> **Text excerpt**

.....

What do you know about us? is often met with blank stares, a quick/partial shake of the head or a few mumbled words. Naturally, the interviewer will fill you in on the gaps in your knowledge of the company itself. However, would it not be nice to be able to use this question to showcase who you are and what you can do for the company? This article provides four steps to do just that.

Step 1. Prepare: The best thing you can do to answer this question occurs long before you get to the interview. You need to prepare your answer.

Step 2. Company Itself: You can begin your preparation by finding out about the company itself. Find out what the company does by visiting its website and/or visiting its store. You can also google the company by name to see what its online presence is like. You can also google on key terms for its industry/sector to see how well it ranks on google. You can interact with the company via the web or through its store to see what it is like to interact with as a potential customer. Consider what the company does well as well as what it does poorly. You can also consider whether there are any problems the company needs to address or opportunities it could tap into. Finally, you may like to consider how well the company's business activities fit with your own values and beliefs. Everything you do to learn more about the company will generate interesting observations and insights you could choose to share in answering this question on the big day.

.....

> **Tasks to complete**
**A)** According to the text on interview preparation, how many steps does the article provide?
**B)** Give a part of the text on interview preparation again with "blank stares" switched to "puzzled looks", beginning at the words "What do you" and stopping after "do just that.".

.....

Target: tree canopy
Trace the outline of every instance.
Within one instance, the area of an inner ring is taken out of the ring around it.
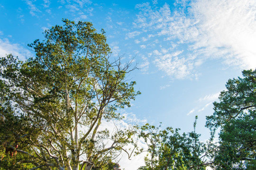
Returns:
[[[244,70],[244,77],[229,79],[206,126],[219,128],[219,146],[213,155],[216,170],[256,169],[256,70]]]
[[[110,134],[100,125],[122,119],[117,109],[130,106],[139,94],[126,78],[135,68],[110,57],[104,30],[63,22],[46,30],[42,42],[28,44],[35,58],[21,61],[9,54],[0,60],[0,144],[22,155],[13,168],[100,168],[131,142],[132,129]]]

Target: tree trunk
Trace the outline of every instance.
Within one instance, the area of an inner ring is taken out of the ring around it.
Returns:
[[[92,168],[92,166],[93,165],[89,165],[86,166],[86,168],[85,168],[85,170],[91,170],[91,168]]]

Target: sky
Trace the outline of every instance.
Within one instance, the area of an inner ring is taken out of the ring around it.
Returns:
[[[197,115],[202,140],[228,80],[256,68],[255,0],[0,0],[0,57],[21,60],[35,56],[27,44],[62,18],[103,28],[112,56],[134,58],[139,68],[128,75],[141,94],[120,110],[126,120],[187,132]],[[141,157],[121,168],[136,170]]]

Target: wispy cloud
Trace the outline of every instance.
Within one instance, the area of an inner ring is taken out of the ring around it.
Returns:
[[[195,109],[192,109],[191,110],[190,110],[188,114],[187,114],[187,115],[189,115],[191,113],[193,113],[195,111]]]
[[[125,38],[125,39],[128,39],[128,38],[134,38],[134,37],[139,35],[140,33],[141,33],[140,32],[137,31],[130,32],[126,34],[126,37]]]
[[[201,98],[198,100],[199,102],[202,101],[211,101],[213,102],[218,99],[219,96],[219,93],[217,93],[215,94],[211,94],[207,95]]]
[[[32,55],[29,51],[20,44],[12,43],[7,38],[0,38],[0,58],[4,57],[9,54],[18,57],[20,60],[25,60],[27,57],[31,57]]]
[[[211,102],[208,103],[206,104],[202,108],[199,109],[198,110],[198,112],[202,111],[202,110],[204,110],[207,107],[208,107],[210,104],[211,104]]]
[[[174,43],[173,51],[183,49],[187,54],[156,56],[154,62],[160,70],[175,76],[173,70],[180,69],[183,73],[176,77],[184,78],[195,75],[193,69],[206,60],[215,59],[225,67],[255,68],[256,1],[177,0],[175,5],[172,10],[167,3],[160,8],[148,2],[136,6],[140,12],[135,29],[153,32],[160,41]]]
[[[32,0],[23,0],[26,2],[27,5],[28,6],[29,8],[29,13],[32,16],[37,16],[36,13],[41,13],[42,12],[36,6],[35,4],[33,3]]]

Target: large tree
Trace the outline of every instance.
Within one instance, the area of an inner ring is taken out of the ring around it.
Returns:
[[[200,135],[194,130],[180,134],[179,129],[168,127],[160,129],[147,124],[140,128],[139,136],[147,145],[145,166],[140,170],[205,170],[209,162],[205,159],[210,148],[199,140]],[[142,151],[142,150],[141,150]]]
[[[121,119],[117,109],[130,106],[139,94],[127,79],[135,68],[131,62],[110,57],[103,30],[63,22],[46,30],[45,40],[28,45],[35,57],[22,61],[10,54],[0,61],[1,121],[15,125],[1,134],[0,144],[25,155],[15,164],[33,170],[101,167],[131,142],[134,132],[100,130],[103,119]]]
[[[256,169],[256,70],[229,79],[227,90],[207,117],[212,132],[219,128],[219,146],[213,154],[216,170]]]

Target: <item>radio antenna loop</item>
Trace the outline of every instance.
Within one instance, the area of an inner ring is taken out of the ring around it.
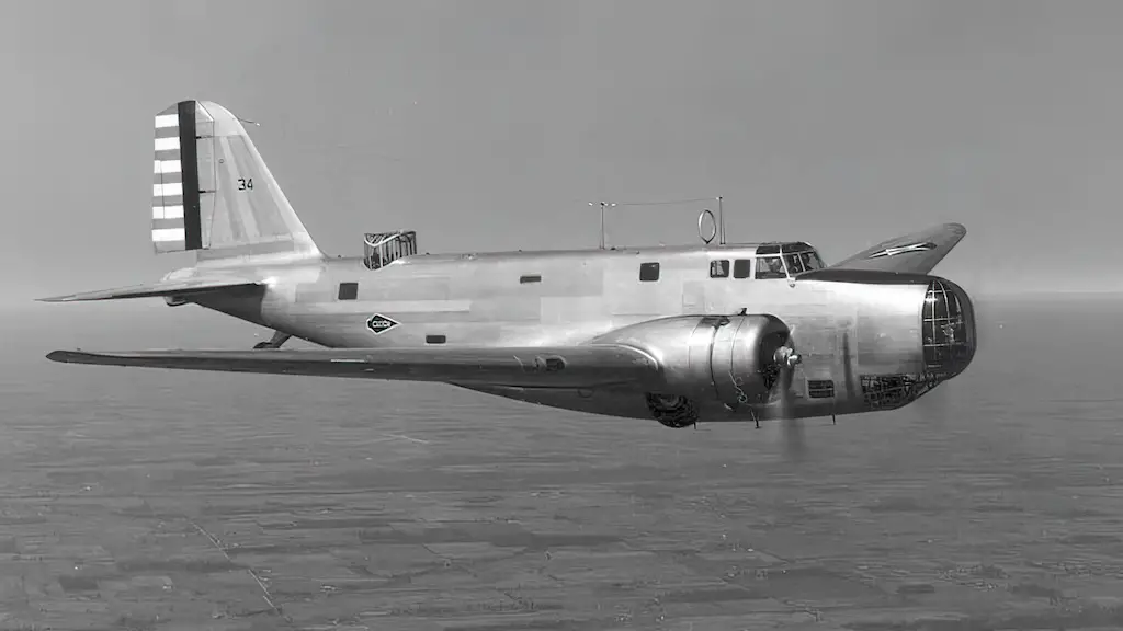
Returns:
[[[703,228],[703,226],[705,226],[706,217],[710,218],[709,236],[706,235],[706,230]],[[718,236],[718,221],[713,218],[713,213],[710,212],[710,209],[707,208],[699,213],[699,238],[705,241],[705,245],[710,245],[710,241],[712,241],[716,236]]]

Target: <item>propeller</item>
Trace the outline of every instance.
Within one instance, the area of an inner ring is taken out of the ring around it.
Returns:
[[[776,418],[784,433],[784,454],[791,460],[801,460],[807,451],[803,423],[795,418],[795,392],[792,390],[795,367],[803,358],[795,350],[794,330],[775,335],[765,344],[765,383],[769,384],[769,399],[776,401]]]

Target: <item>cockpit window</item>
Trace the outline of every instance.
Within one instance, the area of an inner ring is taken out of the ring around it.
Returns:
[[[729,260],[711,260],[710,262],[710,277],[711,278],[725,278],[729,276]]]
[[[778,256],[757,257],[757,280],[784,278],[784,262]]]
[[[819,253],[815,250],[805,252],[800,255],[800,262],[803,263],[803,268],[806,272],[812,269],[822,269],[825,267],[823,265],[823,259],[819,258]]]
[[[803,263],[797,254],[785,254],[784,262],[787,263],[787,273],[795,276],[803,272]]]

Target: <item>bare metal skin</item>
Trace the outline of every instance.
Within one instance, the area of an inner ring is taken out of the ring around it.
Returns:
[[[894,410],[962,373],[970,299],[929,273],[948,223],[825,267],[804,243],[440,254],[412,232],[323,255],[239,120],[156,117],[162,281],[44,299],[161,296],[276,331],[253,350],[54,351],[56,362],[449,383],[668,427]],[[280,349],[290,337],[326,347]]]

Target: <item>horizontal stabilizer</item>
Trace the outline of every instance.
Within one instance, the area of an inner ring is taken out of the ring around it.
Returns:
[[[249,289],[258,286],[259,283],[239,278],[188,278],[183,281],[161,281],[143,285],[130,285],[112,290],[99,290],[92,292],[72,293],[69,295],[56,295],[52,298],[40,298],[39,302],[80,302],[90,300],[125,300],[130,298],[156,298],[156,296],[190,296],[193,294],[209,293],[216,291],[231,291],[236,289]]]
[[[264,373],[533,387],[641,384],[659,372],[649,355],[621,345],[560,348],[351,348],[301,350],[56,350],[67,364]]]
[[[966,235],[961,223],[943,223],[882,241],[831,268],[928,274]]]

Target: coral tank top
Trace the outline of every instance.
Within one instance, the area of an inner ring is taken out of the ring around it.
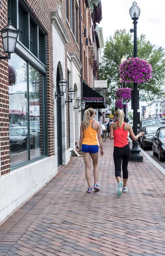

.....

> **Task-by-task solutions**
**A)** Four steps.

**B)**
What do you know about us? is often met with puzzled looks, a quick/partial shake of the head or a few mumbled words. Naturally, the interviewer will fill you in on the gaps in your knowledge of the company itself. However, would it not be nice to be able to use this question to showcase who you are and what you can do for the company? This article provides four steps to do just that.